Records shown:
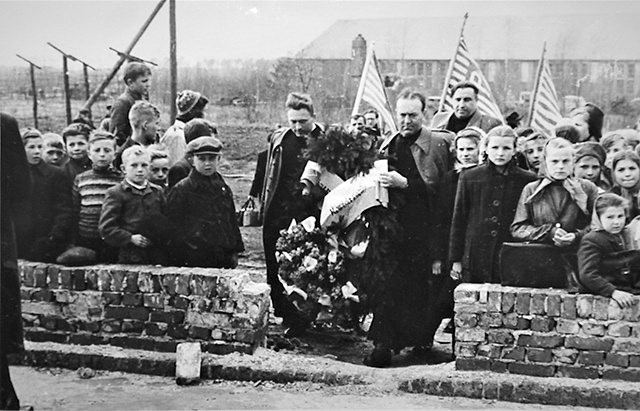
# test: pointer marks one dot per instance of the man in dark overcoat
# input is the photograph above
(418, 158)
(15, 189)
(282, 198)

...

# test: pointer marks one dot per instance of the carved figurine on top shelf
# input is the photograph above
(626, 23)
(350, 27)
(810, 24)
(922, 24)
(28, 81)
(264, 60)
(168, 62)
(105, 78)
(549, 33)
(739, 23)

Work to complete: Which of the lines above hold the string "instance"? Copy each one.

Result below:
# test: pointer marks one dot per instance of the man in dark overcoat
# test: pointer marks one dot per instance of the carved figurine on top shelf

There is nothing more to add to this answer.